DIRECTIONS FOR THIS TASK:
In the entries, copy out only the lines from the line with "Place a point on the white" to the line with "<point>321,329</point>", renaming "Query" to "Target" and keeping everything else the same.
>> Start DATA ENTRIES
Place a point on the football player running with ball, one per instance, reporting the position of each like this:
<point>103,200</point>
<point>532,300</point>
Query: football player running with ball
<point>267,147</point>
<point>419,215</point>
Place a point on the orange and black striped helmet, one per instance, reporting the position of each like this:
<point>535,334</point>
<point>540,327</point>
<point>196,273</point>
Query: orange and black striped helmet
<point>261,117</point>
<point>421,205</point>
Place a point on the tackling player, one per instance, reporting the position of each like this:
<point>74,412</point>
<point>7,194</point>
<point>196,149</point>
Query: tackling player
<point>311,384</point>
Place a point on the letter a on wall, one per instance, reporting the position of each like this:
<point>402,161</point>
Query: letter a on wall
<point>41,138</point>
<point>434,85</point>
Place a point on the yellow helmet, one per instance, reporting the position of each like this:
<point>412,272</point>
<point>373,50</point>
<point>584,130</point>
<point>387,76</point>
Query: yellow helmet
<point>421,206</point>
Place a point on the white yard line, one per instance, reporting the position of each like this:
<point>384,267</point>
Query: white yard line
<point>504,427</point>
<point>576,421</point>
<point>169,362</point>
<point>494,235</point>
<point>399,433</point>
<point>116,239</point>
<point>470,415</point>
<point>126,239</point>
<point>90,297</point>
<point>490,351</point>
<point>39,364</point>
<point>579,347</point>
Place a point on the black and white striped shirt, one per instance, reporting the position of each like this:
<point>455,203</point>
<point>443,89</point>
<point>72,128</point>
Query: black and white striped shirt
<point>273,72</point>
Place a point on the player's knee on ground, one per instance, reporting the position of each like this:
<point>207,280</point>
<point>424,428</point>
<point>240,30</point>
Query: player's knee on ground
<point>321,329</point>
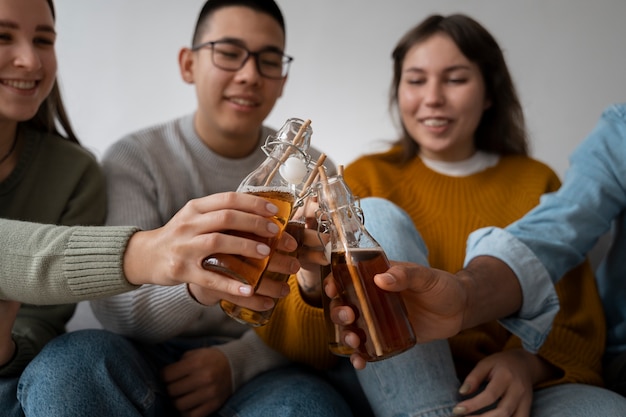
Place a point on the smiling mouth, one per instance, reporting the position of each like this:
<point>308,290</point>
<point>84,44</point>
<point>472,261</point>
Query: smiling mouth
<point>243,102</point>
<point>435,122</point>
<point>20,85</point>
>> End DATA ENTRIES
>> Start DATA ENTRIES
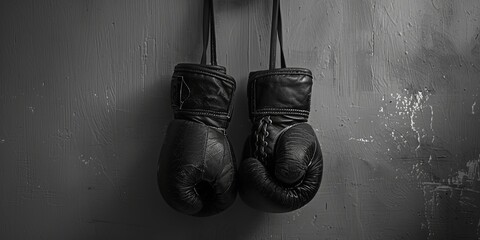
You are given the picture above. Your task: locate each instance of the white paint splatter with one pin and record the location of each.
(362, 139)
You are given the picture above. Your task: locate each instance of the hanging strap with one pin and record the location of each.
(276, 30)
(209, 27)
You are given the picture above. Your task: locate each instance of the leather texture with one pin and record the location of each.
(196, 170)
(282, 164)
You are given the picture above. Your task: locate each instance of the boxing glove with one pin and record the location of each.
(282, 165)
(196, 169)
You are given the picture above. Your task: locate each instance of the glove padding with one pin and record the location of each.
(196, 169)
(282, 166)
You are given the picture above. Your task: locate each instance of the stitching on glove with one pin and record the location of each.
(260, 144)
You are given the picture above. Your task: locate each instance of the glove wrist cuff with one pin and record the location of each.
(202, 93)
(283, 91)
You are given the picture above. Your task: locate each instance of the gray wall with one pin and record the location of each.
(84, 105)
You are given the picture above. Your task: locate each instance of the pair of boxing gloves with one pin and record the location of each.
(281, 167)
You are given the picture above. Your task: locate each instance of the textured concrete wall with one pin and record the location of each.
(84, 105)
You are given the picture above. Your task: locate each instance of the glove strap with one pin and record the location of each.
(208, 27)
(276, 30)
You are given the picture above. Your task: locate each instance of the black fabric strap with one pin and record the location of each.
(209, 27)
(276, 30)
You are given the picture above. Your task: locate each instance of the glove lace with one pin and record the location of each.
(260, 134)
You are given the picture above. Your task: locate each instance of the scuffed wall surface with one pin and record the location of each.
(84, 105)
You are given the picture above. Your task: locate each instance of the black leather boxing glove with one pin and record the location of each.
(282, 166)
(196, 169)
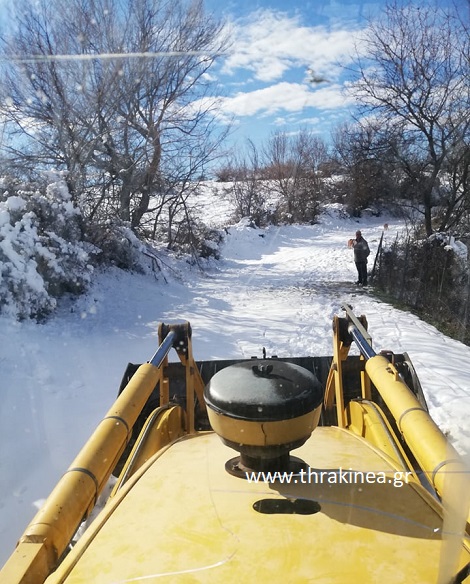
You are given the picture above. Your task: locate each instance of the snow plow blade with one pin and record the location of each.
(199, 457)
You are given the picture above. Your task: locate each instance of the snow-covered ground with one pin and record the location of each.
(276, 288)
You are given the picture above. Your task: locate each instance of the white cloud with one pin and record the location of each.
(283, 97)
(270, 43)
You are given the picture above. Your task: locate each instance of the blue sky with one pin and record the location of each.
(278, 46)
>> End DATA ENTRIES
>> Start DATA ENTRIES
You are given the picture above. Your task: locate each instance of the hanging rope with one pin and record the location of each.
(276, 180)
>> End DATA ENTRIES
SOLUTION TO THE EXERCISE:
Place a point on the white yard line, one per instance, reporting the position of each like this:
<point>384,267</point>
Target: white yard line
<point>504,427</point>
<point>576,421</point>
<point>169,362</point>
<point>494,235</point>
<point>399,433</point>
<point>116,239</point>
<point>470,415</point>
<point>126,239</point>
<point>90,297</point>
<point>490,351</point>
<point>39,364</point>
<point>579,347</point>
Place a point on the black and white striped shirt, one per instance, reporting the position of each like this:
<point>455,203</point>
<point>443,89</point>
<point>72,128</point>
Target: black and white striped shirt
<point>273,72</point>
Place a point on the player's knee on ground, one per instance, reporting the position of each like this:
<point>207,280</point>
<point>424,428</point>
<point>240,30</point>
Target: player's knee on ground
<point>321,329</point>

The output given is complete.